[Quoted passage]:
****
03/23/2018 03/30/2018 One Week Change YTD One Year
S&P 500 Index 2,588.26 2,640.87 +2.03% -0.76% +14.06%
MSCI EAFE Index 1,989.61 2,005.67 +0.81% -1.58% +14.66%
Barclays Capital U.S. Aggregate Bond Index 2,005.99 2,016.48 +0.52% -1.46% +1.19%
10-year Treasury Note Rate 2.814% 2.74% -7.4 basis points +33.4 basis points +31.9 basis points

Another up-and-down week for stocks brought an end to a tumultuous first quarter.

To recap this three-month period, the major indexes notched record after record in January, fell briefly into correction territory in February, and spent March not quite knowing which way to go as investors were preoccupied with the Federal Reserve Bank of New York’s (the Fed’s) plans, tariffs, and turnover in the White House. In fact, the first quarter was the most volatile three-month stretch for stocks since 2011, as measured by the Chicago Board Options Exchange Volatility Index (VIX) , which was up nearly 80 percent. For the quarter, the Dow fell 2.0 percent, snapping a nine-quarter winning streak, while the S&P 500 lost 0.8 percent, its first down quarter since 2015. The Nasdaq rose 2.6 percent, but that was its weakest quarterly performance since the last three months of 2016. As the first quarter closed, investors sought safety, and the yield on the 10-year treasury note rate dipped to its lowest level since January, though the yield still advanced 33 basis points from the start of the year.
****
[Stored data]
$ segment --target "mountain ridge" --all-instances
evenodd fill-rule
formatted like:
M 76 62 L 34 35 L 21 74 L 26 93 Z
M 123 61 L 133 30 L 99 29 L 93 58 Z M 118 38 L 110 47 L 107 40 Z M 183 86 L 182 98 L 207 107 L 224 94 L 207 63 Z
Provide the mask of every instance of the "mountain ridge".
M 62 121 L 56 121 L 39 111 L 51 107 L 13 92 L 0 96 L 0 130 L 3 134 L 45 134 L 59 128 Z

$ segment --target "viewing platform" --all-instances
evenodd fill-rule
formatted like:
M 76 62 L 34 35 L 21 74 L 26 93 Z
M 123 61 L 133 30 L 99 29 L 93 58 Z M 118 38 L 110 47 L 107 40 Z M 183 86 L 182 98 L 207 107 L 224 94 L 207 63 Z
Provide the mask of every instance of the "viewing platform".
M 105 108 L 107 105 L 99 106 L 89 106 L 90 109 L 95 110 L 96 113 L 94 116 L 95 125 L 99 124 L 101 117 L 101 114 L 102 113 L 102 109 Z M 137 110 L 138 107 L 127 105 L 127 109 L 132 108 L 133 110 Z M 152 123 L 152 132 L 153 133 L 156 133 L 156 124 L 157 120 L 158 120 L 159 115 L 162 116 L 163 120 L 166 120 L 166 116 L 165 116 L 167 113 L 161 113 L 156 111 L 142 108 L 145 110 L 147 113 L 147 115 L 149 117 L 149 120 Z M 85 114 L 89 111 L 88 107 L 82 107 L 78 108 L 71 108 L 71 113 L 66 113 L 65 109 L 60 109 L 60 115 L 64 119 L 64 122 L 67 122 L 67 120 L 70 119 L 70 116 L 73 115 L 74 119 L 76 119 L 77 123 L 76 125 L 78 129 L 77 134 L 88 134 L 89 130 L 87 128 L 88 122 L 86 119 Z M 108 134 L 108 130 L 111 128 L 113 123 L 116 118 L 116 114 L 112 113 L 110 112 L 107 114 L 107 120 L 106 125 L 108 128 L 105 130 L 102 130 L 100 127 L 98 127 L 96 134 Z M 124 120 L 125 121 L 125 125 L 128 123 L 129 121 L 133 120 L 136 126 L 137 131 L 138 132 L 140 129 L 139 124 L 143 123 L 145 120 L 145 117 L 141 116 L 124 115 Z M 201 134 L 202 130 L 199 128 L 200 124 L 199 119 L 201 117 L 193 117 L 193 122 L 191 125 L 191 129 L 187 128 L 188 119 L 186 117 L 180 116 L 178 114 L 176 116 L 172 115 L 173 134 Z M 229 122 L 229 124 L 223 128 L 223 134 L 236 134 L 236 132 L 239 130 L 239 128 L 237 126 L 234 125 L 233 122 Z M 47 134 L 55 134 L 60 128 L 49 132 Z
****
[Tasks for this exercise]:
**1.** Copy the weekly market recap word for word, from its first line to its last.
**2.** Reproduce the stored data rows from the first row through the line containing "M 62 121 L 56", requests included, and add 120 to every coordinate in their answers.

[Answers to the exercise]:
**1.**
03/23/2018 03/30/2018 One Week Change YTD One Year
S&P 500 Index 2,588.26 2,640.87 +2.03% -0.76% +14.06%
MSCI EAFE Index 1,989.61 2,005.67 +0.81% -1.58% +14.66%
Barclays Capital U.S. Aggregate Bond Index 2,005.99 2,016.48 +0.52% -1.46% +1.19%
10-year Treasury Note Rate 2.814% 2.74% -7.4 basis points +33.4 basis points +31.9 basis points

Another up-and-down week for stocks brought an end to a tumultuous first quarter.

To recap this three-month period, the major indexes notched record after record in January, fell briefly into correction territory in February, and spent March not quite knowing which way to go as investors were preoccupied with the Federal Reserve Bank of New York’s (the Fed’s) plans, tariffs, and turnover in the White House. In fact, the first quarter was the most volatile three-month stretch for stocks since 2011, as measured by the Chicago Board Options Exchange Volatility Index (VIX) , which was up nearly 80 percent. For the quarter, the Dow fell 2.0 percent, snapping a nine-quarter winning streak, while the S&P 500 lost 0.8 percent, its first down quarter since 2015. The Nasdaq rose 2.6 percent, but that was its weakest quarterly performance since the last three months of 2016. As the first quarter closed, investors sought safety, and the yield on the 10-year treasury note rate dipped to its lowest level since January, though the yield still advanced 33 basis points from the start of the year.

**2.**
$ segment --target "mountain ridge" --all-instances
evenodd fill-rule
formatted like:
M 76 62 L 34 35 L 21 74 L 26 93 Z
M 123 61 L 133 30 L 99 29 L 93 58 Z M 118 38 L 110 47 L 107 40 Z M 183 86 L 182 98 L 207 107 L 224 94 L 207 63 Z
Provide the mask of every instance of the "mountain ridge".
M 182 241 L 176 241 L 159 231 L 171 227 L 133 212 L 120 216 L 120 250 L 123 254 L 165 254 L 179 248 Z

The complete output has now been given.